§ **PROBLEM DETAILS**: Write out all of the data below word for word, but leave the images out of your answer.

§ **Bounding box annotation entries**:
##############################

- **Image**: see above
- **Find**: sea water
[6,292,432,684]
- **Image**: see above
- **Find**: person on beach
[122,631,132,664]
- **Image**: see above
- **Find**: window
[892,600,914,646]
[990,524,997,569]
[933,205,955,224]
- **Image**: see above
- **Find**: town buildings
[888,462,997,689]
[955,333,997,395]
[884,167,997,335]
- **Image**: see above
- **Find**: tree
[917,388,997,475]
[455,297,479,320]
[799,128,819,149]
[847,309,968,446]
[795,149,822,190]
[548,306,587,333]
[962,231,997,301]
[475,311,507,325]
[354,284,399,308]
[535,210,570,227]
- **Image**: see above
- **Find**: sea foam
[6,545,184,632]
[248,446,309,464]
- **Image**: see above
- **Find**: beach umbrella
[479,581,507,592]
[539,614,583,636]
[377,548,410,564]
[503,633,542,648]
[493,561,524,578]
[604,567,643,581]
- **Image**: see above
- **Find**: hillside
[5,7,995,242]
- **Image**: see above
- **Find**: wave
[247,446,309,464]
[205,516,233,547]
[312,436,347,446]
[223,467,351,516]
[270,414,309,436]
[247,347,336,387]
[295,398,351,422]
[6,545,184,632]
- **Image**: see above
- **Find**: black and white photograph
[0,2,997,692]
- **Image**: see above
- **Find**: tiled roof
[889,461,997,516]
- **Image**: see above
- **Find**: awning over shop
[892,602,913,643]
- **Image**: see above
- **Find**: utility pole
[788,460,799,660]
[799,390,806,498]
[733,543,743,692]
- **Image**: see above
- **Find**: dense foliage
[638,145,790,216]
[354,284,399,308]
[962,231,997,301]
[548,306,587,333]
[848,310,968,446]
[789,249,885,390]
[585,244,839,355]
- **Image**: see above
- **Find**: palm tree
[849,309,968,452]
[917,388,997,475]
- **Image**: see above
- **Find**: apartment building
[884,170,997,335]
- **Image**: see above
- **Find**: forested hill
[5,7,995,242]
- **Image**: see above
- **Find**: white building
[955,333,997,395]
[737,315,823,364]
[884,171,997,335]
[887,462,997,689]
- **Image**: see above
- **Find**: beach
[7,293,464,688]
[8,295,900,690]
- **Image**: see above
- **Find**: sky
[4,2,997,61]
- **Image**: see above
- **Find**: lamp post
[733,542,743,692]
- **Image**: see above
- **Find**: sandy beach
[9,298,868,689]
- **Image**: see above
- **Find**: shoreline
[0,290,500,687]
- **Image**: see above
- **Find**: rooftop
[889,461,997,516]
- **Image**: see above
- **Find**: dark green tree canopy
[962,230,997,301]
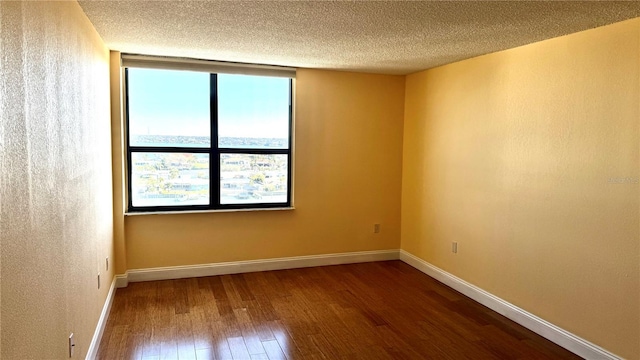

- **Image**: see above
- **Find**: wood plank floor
[98,261,579,360]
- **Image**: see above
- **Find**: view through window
[126,68,292,211]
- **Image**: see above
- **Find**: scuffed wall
[0,1,113,359]
[402,19,640,359]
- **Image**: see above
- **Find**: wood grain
[98,261,580,360]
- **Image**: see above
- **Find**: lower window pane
[131,153,209,206]
[220,154,288,204]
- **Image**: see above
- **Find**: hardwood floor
[98,261,579,360]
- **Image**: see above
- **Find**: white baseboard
[117,249,400,287]
[400,250,622,360]
[114,273,129,289]
[85,277,116,360]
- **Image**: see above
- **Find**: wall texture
[125,69,404,269]
[402,19,640,359]
[0,1,113,359]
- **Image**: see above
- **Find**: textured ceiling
[79,0,640,74]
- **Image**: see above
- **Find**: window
[123,57,293,212]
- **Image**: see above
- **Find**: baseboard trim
[400,250,622,360]
[115,272,129,289]
[85,277,116,360]
[118,249,400,287]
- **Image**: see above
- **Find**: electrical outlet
[69,333,76,357]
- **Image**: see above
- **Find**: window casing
[123,56,295,213]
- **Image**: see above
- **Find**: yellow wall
[125,69,404,269]
[0,1,113,359]
[402,19,640,359]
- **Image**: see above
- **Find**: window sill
[124,206,295,216]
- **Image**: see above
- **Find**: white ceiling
[79,0,640,74]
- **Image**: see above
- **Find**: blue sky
[128,68,289,138]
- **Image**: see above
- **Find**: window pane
[218,74,290,149]
[127,68,211,147]
[131,153,209,206]
[220,154,288,204]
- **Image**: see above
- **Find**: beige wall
[125,69,404,269]
[402,19,640,359]
[0,1,113,359]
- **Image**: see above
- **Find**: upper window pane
[218,74,290,149]
[127,68,211,147]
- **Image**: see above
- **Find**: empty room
[0,0,640,360]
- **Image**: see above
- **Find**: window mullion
[209,74,220,209]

##############################

§ **EXERCISE RESULT**:
- **Image**: see above
- **Find**: sea water
[6,292,432,684]
- **Image**: see above
- **Find**: person on beach
[122,631,132,664]
- **Image**: see above
- **Find**: window
[892,600,914,646]
[990,524,997,569]
[933,205,955,224]
- **Image**: see above
- **Find**: town buildings
[888,462,997,689]
[955,333,997,395]
[884,167,997,335]
- **Image**: see above
- **Find**: tree
[917,388,997,475]
[455,297,479,320]
[799,128,819,149]
[847,309,968,446]
[795,149,822,190]
[548,306,587,333]
[962,231,997,301]
[475,311,507,325]
[354,284,399,308]
[535,210,570,227]
- **Image**: see above
- **Find**: sea foam
[6,545,184,632]
[248,446,309,464]
- **Image**: see above
- **Find**: beach umbrella
[479,581,507,592]
[539,614,583,636]
[377,548,410,564]
[503,633,542,648]
[493,561,524,578]
[604,567,643,581]
- **Image**: see above
- **Find**: hillside
[5,7,995,242]
- **Image**: see above
- **Find**: wave
[247,446,309,464]
[205,516,233,547]
[312,436,347,446]
[223,467,351,516]
[270,414,309,436]
[247,347,336,387]
[295,398,351,422]
[6,545,184,632]
- **Image**: see above
- **Find**: black and white photograph
[0,2,997,692]
- **Image**: see above
- **Find**: tiled roof
[889,461,997,516]
- **Image**: see above
- **Find**: awning over shop
[892,602,913,643]
- **Image**: see above
- **Find**: utility pole
[788,460,799,660]
[799,390,806,498]
[733,543,743,692]
- **Image**: see above
- **Find**: dense foliage
[638,145,790,216]
[354,284,399,308]
[962,231,997,301]
[548,306,587,333]
[848,310,968,446]
[789,249,885,390]
[585,244,839,355]
- **Image**: see above
- **Find**: palm tree
[849,309,968,452]
[917,388,997,475]
- **Image**: see above
- **Find**: apartment building
[884,170,997,335]
- **Image**: see above
- **Find**: forested hill
[5,7,995,242]
- **Image**: see above
- **Find**: white building
[955,333,997,395]
[737,315,823,364]
[884,171,997,335]
[887,462,997,689]
- **Image**: see above
- **Find**: beach
[7,293,464,688]
[8,295,900,690]
- **Image**: see above
- **Find**: sky
[4,2,997,61]
- **Image**: see above
- **Find**: lamp post
[733,542,743,692]
- **Image**: see above
- **Find**: sandy beach
[9,298,868,689]
- **Image**: see above
- **Find**: shoreline
[0,290,500,687]
- **Image**: see above
- **Find**: rooftop
[889,461,997,516]
- **Image**: see above
- **Find**: dark green tree canopy
[962,230,997,301]

- **Image**: see above
- **Find**: wood plank floor
[98,261,579,360]
- **Image**: see above
- **Find**: view through window
[126,68,292,211]
- **Image**: see above
- **Find**: scuffed wall
[0,1,113,359]
[402,19,640,359]
- **Image**: see above
- **Find**: wood grain
[98,261,580,360]
- **Image**: see above
- **Find**: lower window pane
[131,153,209,206]
[220,154,288,204]
- **Image**: see above
- **Find**: hardwood floor
[98,261,579,360]
- **Image**: see above
- **Find**: white baseboard
[117,249,400,287]
[400,250,622,360]
[114,273,129,289]
[85,277,116,360]
- **Image**: see above
- **Find**: wall texture
[125,69,404,269]
[402,19,640,359]
[0,1,113,359]
- **Image**: see above
- **Find**: textured ceiling
[79,0,640,74]
- **Image**: see above
- **Find**: window
[123,57,293,212]
- **Image**: see above
- **Find**: baseboard trim
[400,250,622,360]
[115,272,129,289]
[85,277,116,360]
[118,249,400,287]
- **Image**: see above
- **Find**: electrical outlet
[69,333,76,357]
- **Image**: see above
- **Find**: window casing
[123,56,295,213]
- **Image**: see above
- **Find**: yellow wall
[125,69,404,269]
[0,1,113,359]
[402,19,640,359]
- **Image**: see above
- **Find**: window sill
[124,206,295,216]
- **Image**: see above
- **Find**: white ceiling
[79,0,640,74]
- **Image**: see above
- **Find**: blue sky
[128,68,289,138]
- **Image**: see above
- **Find**: window pane
[218,74,290,149]
[127,68,211,147]
[131,153,209,206]
[220,154,288,204]
- **Image**: see above
- **Find**: beige wall
[125,69,404,269]
[402,19,640,359]
[0,1,113,359]
- **Image**: see above
- **Find**: upper window pane
[218,74,290,149]
[127,68,211,147]
- **Image**: see above
- **Find**: empty room
[0,0,640,360]
- **Image**: see above
- **Find**: window mullion
[209,74,220,209]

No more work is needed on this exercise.